The Arabic Alphabet

Now, we’ll discuss the Arabic script in detail, because it constitutes lots of specific challenges for OCR software. (Some of these elements we already discussed...)

The Arabic alphabet supports a limited set of 28 symbols. (Some additional letters are used to represent sounds which do not occur in Arabic — such as “p” or “g” — but in foreign words.)

Arabic document

Historically speaking, the Arabic script is an imitation of handwriting. Most letters are joined to the following letter of the same word. Some combinations of letters form special “ligatures”. Only a few letters (“disjoined letters”), for instance alif (Arabic character alif) and the phonetic symbol hamza (Arabic character hamza), are not connected to the next letter in the word! (You can play around with the online Arabic keyboard if you want to give it a try!)

All the letters are lowercase. there are no uppercase letters in arabic!

Short vowels are (normally) not written — the Quran and language-learning books for children are an exception — but long vowels are.

The shape of a letter depends on its position in the word. Each letter has 4 shapes: one shape is used in the beginning of the word, a second shape is used when the character occurs in the middle of the word, and a third shape is used in final position. The fourth shape is used to write the isolated character.

Arabic characters with varying shapes depending on the position

Some characters can vary significantly, depending on their position inside a word. The “ha” letter has two alternatives for the medial position: that symbol can be written in 5 different ways, no less!

Arabic ha symbol with 5 shapes

Some letter shapes include dots; the position of the dot changes the meaning of the letter! These symbols are called “toothed” characters because the basic form — the red shape without the dots — looks like a tooth!

Toothed characters of the Arabic alphabet

Double-sounding letters are written single; the “shaddadiacritic can be added above the letter to mark it as doubled.

Arabic diacritic Shadda

The numerals from the Latin alphabet — ironically called “Arabic numerals” — are used alongside the numerals from the Arabic alphabet — these are called “Indian numerals”!

Arabic numerals

(Farsi (a.k.a. Persian), another language that uses the Arabic script, uses different symbols to represent the Indian numbers 4, 5 and 6.)

Arabic and Farsi numerals           Farsi document with numerals

Arabic uses two widely different font types. “Naskh” is the round, calligraphic script you find in books, newspapers etc. and on computers. “Kofi” (also called “Koufi” or “Kufic”) is easy to recognize, this script looks very “square”, not rounded!

To do.
In the text on the Arabic alphabet, what is the name of the round, calligraphic font type found in books, newspapers and on computers?

Dataset records.
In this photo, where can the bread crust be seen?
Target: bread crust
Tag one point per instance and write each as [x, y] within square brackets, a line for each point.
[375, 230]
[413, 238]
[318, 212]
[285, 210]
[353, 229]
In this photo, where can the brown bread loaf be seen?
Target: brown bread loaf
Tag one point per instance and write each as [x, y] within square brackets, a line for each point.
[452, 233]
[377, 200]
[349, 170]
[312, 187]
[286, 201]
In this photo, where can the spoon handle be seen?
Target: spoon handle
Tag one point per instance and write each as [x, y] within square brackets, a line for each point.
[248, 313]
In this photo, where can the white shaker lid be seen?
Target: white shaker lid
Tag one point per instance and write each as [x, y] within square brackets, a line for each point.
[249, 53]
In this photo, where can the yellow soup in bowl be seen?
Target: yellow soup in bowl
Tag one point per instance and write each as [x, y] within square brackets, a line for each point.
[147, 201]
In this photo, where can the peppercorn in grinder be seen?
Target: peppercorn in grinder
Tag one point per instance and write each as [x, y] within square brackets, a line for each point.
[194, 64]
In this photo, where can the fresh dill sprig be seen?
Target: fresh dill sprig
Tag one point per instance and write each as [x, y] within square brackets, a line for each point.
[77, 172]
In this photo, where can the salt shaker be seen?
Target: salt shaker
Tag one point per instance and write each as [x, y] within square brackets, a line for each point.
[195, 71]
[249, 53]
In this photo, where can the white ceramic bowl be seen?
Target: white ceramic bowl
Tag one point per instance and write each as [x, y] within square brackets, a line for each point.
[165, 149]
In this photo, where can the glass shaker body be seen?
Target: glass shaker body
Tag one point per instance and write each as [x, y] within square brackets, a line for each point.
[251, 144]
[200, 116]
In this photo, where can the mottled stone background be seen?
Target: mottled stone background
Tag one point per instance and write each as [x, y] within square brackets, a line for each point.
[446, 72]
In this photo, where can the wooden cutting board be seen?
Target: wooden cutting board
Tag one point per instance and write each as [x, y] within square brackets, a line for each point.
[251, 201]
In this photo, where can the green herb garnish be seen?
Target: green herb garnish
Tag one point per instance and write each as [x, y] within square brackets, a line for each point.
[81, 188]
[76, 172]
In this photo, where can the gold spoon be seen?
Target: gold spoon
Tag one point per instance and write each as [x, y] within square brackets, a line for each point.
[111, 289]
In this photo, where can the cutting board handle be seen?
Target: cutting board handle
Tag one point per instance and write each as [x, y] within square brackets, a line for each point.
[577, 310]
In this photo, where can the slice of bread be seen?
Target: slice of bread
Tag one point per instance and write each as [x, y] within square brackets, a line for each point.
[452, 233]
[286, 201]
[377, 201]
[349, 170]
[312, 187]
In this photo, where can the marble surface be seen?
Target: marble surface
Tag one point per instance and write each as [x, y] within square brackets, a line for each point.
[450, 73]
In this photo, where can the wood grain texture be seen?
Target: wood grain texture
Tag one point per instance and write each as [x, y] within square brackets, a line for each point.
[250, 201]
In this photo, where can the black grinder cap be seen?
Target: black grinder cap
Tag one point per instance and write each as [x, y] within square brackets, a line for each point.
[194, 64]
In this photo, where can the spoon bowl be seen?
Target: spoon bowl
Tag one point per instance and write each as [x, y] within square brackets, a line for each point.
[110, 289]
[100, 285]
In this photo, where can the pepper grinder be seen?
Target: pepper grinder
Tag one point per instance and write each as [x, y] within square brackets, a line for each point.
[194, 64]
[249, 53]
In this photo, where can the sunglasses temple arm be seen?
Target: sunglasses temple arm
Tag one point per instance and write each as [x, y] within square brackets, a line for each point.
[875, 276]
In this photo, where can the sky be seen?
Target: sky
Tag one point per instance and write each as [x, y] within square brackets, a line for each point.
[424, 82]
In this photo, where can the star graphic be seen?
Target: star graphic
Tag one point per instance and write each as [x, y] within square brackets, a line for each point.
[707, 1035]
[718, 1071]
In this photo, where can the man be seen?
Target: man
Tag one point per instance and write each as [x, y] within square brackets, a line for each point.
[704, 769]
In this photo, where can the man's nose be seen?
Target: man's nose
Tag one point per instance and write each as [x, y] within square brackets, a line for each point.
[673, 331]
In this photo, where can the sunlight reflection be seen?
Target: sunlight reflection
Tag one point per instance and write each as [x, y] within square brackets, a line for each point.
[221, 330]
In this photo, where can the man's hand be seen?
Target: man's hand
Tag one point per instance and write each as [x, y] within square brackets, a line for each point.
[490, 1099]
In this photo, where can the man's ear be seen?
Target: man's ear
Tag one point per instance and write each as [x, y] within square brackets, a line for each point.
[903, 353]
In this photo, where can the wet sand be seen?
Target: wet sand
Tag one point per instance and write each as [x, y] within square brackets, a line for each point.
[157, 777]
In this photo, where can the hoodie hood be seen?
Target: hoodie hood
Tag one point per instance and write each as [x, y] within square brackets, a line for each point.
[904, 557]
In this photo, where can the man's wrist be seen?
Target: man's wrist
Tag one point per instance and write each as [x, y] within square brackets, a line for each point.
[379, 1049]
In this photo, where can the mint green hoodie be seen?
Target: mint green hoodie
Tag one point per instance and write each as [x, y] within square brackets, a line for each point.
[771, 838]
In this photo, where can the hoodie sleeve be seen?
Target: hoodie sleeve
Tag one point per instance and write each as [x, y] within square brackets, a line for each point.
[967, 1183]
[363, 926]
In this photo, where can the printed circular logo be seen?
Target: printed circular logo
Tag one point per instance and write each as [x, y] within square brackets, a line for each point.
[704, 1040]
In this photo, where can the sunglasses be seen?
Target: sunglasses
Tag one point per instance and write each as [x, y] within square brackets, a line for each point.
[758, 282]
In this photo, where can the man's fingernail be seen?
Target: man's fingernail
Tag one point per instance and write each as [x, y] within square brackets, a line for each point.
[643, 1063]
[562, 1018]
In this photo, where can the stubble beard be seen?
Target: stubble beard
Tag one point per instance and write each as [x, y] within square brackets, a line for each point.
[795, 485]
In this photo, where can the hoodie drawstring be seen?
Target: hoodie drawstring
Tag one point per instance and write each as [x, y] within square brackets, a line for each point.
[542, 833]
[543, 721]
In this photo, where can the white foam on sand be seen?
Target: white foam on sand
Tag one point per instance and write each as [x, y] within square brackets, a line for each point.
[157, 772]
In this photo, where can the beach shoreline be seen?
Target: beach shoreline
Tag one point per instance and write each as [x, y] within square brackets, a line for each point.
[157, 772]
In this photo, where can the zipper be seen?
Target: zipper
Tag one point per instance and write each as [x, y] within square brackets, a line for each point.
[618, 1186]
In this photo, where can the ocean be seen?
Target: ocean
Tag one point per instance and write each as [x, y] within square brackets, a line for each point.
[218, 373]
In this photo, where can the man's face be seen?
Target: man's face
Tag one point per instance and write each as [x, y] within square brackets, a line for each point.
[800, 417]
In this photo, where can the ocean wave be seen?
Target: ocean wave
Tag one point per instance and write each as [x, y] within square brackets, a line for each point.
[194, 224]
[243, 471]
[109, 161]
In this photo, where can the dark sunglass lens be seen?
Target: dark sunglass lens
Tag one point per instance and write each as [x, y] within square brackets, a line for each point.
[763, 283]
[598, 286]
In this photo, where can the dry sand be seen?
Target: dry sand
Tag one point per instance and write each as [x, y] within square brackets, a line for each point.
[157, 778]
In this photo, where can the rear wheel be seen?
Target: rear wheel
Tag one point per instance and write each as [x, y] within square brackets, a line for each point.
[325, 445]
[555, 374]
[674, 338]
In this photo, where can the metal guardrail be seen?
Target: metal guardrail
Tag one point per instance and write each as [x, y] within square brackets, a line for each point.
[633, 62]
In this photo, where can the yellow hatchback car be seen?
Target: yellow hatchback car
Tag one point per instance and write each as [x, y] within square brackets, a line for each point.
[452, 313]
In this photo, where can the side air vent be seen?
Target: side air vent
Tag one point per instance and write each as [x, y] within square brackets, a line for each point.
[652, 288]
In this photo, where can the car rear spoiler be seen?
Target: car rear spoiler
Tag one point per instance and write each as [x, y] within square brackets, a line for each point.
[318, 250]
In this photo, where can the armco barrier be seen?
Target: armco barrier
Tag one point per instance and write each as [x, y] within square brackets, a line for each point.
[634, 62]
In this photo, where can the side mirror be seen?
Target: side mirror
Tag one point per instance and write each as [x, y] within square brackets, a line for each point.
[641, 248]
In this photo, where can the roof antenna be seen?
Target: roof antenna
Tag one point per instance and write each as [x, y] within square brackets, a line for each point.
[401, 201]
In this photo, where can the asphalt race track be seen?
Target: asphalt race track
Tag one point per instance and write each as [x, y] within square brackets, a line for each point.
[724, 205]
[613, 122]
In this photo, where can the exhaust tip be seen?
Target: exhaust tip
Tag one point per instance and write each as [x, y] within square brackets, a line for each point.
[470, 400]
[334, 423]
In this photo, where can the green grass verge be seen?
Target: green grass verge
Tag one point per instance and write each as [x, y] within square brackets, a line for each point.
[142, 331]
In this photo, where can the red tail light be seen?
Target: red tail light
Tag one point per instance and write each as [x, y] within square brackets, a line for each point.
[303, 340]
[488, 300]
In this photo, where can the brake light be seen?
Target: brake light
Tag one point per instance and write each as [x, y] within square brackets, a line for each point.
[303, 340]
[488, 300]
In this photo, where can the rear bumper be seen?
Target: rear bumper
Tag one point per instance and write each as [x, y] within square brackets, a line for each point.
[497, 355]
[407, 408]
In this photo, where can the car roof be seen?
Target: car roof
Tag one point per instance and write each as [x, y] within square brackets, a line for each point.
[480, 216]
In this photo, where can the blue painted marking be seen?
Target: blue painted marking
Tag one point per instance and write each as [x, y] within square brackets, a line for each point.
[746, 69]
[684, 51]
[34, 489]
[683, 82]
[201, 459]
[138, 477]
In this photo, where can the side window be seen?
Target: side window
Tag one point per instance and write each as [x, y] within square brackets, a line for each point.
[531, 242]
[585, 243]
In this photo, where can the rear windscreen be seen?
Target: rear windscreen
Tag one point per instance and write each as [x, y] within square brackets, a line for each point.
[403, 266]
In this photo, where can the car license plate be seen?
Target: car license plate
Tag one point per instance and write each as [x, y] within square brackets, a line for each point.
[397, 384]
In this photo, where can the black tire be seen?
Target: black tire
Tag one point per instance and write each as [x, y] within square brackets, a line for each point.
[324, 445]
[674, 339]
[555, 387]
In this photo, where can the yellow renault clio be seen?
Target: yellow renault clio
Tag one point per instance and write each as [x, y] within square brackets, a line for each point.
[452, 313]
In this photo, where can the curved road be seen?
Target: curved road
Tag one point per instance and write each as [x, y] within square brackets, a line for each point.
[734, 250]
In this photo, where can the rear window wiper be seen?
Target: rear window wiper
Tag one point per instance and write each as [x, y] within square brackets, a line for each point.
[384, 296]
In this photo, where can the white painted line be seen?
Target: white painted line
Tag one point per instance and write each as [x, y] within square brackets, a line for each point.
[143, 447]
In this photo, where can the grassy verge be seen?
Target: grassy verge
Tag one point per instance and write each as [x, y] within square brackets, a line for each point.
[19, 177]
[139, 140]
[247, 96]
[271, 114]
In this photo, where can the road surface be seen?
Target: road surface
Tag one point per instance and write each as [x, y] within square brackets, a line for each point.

Answer to the task.
Naskh